▸ **EJERCICIOS**:
A - Según la publicación del foro sobre hilos sin respuesta, ¿por qué se propone depurar los listados de hilos? Responde en una a tres oraciones.
B - Responde con base en la publicación del foro sobre hilos sin respuesta:
(i) ¿Cuándo se conectó a los foros por primera vez quien escribe?
(ii) ¿Después de cuántos días sin respuesta se sugiere depurar un hilo?
(iii) ¿Qué proporción de los hilos existentes se calcula que quedan sin contestar?
C - ¿Puedes retomar la publicación del foro sobre hilos sin respuesta y continuarla a partir de donde termina?

▸ **TEXTO DADO**:
'''
# Hilos sin respuesta



## walpace

Buenos Días 

Este es un comentario que me nace en forma de crítica constructiva a los foros, si alguién antes lo había mencionado  y  se ha previsto  la solucion  por favor  ignorémoslo:  Desde el momento  en que me conecte por primera vez el año anterior  a los foros  me  han parecido  WordReference una herramienta  de las mejores que existen no sólo  de  consulta, inquietudes, sino de aprendizaje permanente pues los conocimientos para el oficio de la traducción  o docencia o simplemente por cultura general aumentan con cada consulta, pero hay un bache que hace perder tiempo cuando uno ingresa a consultar un hilo que alguién abrió una vez con la misma inquietud que uno tiene, y descubre que pasaron meses  y nadie contestó, no  sería posible  depurar los listados de hilos que después de unos cuantos días (20 o 30 tal vez) nadie los haya contestado o aportado al menos un comentario, no se cuantos serán pero deben ser casi el 30% de los existentes, como dije antes compañeros moderadores o coordinadores lo hago con la mejor intención para el beneficio de todos ya que para mí como para la gran mayoría de los que participamos en estos foros los idiomas son nuestra pasión. Gracias a todos.

God bless you all!
'''
[Ítems de identificación de ubicación]
'''
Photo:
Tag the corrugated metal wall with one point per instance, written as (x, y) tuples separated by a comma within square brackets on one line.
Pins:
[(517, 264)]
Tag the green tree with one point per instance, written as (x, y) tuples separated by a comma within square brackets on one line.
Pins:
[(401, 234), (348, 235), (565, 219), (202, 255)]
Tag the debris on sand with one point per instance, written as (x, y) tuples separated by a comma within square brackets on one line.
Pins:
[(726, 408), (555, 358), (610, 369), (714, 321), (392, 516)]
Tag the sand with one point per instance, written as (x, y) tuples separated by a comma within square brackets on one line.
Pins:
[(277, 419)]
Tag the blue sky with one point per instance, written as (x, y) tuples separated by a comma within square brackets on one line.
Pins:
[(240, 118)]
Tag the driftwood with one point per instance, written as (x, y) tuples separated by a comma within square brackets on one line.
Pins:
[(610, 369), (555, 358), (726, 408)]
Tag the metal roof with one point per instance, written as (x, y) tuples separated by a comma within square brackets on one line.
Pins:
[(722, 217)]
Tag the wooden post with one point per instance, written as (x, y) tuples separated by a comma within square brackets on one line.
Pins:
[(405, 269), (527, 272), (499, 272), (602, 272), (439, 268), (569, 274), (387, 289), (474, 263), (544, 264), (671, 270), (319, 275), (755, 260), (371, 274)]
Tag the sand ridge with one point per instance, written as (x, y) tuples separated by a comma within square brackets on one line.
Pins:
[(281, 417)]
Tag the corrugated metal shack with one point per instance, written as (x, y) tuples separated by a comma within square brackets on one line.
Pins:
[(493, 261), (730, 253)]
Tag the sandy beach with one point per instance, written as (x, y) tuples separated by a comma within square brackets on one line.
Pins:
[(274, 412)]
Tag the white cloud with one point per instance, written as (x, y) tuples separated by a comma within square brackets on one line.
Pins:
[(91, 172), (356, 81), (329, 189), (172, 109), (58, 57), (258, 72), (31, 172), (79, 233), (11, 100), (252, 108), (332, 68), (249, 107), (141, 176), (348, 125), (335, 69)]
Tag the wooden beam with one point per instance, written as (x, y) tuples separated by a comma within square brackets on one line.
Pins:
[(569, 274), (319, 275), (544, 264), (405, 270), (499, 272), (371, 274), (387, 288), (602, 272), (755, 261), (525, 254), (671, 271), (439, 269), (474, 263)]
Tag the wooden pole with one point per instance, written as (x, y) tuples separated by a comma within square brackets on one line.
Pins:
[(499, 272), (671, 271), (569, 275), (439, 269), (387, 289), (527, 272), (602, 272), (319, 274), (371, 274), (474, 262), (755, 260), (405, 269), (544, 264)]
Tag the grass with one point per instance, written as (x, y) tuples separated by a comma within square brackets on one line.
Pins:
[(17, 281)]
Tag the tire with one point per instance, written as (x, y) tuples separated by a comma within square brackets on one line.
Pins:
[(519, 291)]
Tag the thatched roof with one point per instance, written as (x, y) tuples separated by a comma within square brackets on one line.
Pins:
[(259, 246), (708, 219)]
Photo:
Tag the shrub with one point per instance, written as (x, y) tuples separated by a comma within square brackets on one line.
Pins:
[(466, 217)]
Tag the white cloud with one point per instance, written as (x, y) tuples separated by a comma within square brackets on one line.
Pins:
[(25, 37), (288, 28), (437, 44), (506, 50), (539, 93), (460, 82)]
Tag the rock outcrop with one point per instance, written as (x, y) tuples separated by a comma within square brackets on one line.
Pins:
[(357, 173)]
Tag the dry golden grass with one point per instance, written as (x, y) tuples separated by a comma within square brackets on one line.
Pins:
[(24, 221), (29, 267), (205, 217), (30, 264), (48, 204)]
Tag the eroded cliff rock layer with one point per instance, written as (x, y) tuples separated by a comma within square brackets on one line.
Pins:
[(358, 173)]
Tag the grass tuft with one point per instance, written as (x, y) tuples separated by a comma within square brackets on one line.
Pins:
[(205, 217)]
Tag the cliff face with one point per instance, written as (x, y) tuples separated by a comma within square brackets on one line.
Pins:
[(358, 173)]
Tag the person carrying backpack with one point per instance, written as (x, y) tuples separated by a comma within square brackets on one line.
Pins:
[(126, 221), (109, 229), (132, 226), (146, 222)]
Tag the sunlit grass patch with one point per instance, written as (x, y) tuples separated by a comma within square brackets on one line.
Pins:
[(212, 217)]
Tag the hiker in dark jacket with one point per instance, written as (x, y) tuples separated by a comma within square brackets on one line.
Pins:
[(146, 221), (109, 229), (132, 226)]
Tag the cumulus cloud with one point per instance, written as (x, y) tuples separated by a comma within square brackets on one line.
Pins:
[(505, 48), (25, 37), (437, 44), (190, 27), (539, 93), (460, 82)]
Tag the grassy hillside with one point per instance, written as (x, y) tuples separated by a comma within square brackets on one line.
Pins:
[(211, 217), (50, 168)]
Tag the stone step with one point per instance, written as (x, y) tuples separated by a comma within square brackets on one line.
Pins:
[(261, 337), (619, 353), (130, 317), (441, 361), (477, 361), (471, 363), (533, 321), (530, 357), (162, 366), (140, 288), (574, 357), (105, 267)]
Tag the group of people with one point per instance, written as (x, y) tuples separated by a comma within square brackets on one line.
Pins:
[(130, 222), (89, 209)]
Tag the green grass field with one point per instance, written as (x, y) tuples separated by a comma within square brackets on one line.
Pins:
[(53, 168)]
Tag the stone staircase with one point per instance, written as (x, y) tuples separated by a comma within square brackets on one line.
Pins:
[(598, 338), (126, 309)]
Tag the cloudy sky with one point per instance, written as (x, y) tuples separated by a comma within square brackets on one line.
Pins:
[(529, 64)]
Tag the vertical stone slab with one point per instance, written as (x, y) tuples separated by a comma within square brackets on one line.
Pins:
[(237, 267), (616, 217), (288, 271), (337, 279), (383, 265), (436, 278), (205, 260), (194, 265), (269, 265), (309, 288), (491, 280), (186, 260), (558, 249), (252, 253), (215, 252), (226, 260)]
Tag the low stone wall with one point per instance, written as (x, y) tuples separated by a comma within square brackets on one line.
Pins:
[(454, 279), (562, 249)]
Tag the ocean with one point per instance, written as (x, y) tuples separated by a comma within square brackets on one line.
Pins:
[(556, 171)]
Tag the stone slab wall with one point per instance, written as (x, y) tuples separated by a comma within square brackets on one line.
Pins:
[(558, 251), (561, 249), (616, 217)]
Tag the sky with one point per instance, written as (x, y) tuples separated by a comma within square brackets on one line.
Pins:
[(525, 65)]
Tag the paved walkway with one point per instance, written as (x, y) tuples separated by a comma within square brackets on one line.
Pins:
'''
▸ **RESULTADOS ESPERADOS**:
A - Porque quien entra a consultar un hilo abierto por alguien con la misma inquietud descubre a veces que pasaron meses y nadie contestó. Eso le hace perder tiempo.

B -
(i) El año anterior.
(ii) Después de unos cuantos días, tal vez 20 o 30.
(iii) Casi el 30 %.

C -
WALPACE


----------



## iinnffooss

Tienes razón en que a menudo consultas una palabra, miras sus hilos y descubres que algunos nunca han sido contestados (todavía, añadaría yo). Sin embargo, estoy en contra de que sean eliminados puesto que a menudo yo contesto hilos que veo que han sido posteados hace mucho tiempo y nadie dio respuesta en su momento: nunca es tarde y esa respuesta puede no ser útil ya para la persona que planteó la duda pero puede servir para que alguien que consulte ese hilo dentro de unos días o meses o incluso años resuelva su duda. Quiero decir que a veces me encuentro con que lo que hay detrás de un hilo no es lo que buscaba pero resulta que puedo contestar o aportar algo diferente para otras personas que consulten ese hilo en el futuro aunque puede que sea demasiado tarde para ayudar a la persona que formuló la pregunta.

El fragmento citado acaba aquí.